INPUT RECORDS:
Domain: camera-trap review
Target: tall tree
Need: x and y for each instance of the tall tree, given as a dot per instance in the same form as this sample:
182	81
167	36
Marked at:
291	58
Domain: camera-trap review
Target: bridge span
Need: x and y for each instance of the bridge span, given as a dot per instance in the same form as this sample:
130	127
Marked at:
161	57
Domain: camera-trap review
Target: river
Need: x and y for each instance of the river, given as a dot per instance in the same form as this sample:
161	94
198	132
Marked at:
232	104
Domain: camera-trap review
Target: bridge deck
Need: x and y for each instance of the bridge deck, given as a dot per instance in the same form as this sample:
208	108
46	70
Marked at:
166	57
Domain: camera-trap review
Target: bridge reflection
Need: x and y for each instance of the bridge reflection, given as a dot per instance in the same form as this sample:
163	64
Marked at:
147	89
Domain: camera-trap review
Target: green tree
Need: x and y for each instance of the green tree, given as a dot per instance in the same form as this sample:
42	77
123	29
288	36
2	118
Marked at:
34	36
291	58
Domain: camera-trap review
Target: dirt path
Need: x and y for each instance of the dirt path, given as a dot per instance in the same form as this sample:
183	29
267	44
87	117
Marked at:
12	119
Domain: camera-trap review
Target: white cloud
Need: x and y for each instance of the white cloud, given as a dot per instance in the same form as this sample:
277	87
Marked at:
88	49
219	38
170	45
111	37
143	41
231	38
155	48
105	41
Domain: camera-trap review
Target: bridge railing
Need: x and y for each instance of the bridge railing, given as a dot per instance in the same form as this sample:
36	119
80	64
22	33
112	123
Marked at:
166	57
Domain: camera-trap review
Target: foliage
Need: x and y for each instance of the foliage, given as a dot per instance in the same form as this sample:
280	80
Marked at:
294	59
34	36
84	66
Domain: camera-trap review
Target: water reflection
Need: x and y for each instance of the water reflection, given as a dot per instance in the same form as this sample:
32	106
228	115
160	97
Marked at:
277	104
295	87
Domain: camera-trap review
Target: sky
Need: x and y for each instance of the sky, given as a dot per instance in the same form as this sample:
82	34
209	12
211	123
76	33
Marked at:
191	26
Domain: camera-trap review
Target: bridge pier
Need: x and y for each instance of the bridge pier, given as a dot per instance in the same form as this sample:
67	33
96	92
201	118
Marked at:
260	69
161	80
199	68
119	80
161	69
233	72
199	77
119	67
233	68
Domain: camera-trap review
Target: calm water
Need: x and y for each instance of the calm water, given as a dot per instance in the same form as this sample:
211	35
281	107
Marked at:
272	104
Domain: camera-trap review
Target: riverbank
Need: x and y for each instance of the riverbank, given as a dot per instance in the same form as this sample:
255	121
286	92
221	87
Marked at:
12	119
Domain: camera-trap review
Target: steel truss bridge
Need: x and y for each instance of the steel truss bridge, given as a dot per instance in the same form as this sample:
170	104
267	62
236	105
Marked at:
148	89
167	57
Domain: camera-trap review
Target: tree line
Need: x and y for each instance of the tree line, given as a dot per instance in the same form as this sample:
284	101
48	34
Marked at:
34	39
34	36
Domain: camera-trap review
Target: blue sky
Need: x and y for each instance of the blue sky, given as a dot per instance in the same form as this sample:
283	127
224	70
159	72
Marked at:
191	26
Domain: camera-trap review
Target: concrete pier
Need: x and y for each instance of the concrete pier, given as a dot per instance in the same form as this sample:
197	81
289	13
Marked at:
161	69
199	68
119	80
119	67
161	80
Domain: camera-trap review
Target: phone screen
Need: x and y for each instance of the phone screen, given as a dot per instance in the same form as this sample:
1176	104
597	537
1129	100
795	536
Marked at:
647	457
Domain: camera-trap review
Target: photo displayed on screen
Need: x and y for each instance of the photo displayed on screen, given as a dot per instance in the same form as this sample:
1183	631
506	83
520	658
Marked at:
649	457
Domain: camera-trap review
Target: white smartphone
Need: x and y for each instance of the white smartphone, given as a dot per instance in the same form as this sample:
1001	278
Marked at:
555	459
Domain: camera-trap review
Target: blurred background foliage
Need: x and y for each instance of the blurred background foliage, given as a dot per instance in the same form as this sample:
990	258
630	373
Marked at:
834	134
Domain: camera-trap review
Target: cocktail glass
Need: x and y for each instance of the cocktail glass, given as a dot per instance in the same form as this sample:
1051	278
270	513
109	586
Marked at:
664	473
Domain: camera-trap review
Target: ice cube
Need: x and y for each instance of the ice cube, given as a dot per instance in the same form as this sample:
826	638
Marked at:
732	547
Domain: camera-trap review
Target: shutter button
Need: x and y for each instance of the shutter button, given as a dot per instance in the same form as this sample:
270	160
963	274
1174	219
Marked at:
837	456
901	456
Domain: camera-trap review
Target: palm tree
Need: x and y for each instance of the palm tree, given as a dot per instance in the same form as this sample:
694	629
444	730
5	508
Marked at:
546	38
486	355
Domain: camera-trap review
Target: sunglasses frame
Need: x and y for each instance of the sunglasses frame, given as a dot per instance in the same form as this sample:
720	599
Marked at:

PROBLEM REQUIREMENTS: In the entries above, which lines hold the word "screen"? Copy them out.

SOLUTION TO THIS TASK:
Target: phone screen
Need: x and y for each instance of the phone screen, given as a dot per instance in the same form as this sample:
Target: photo displayed on screen
Need: x and y for each instance of the photo displayed on screen, given as a dot per instance in the same form as this sample:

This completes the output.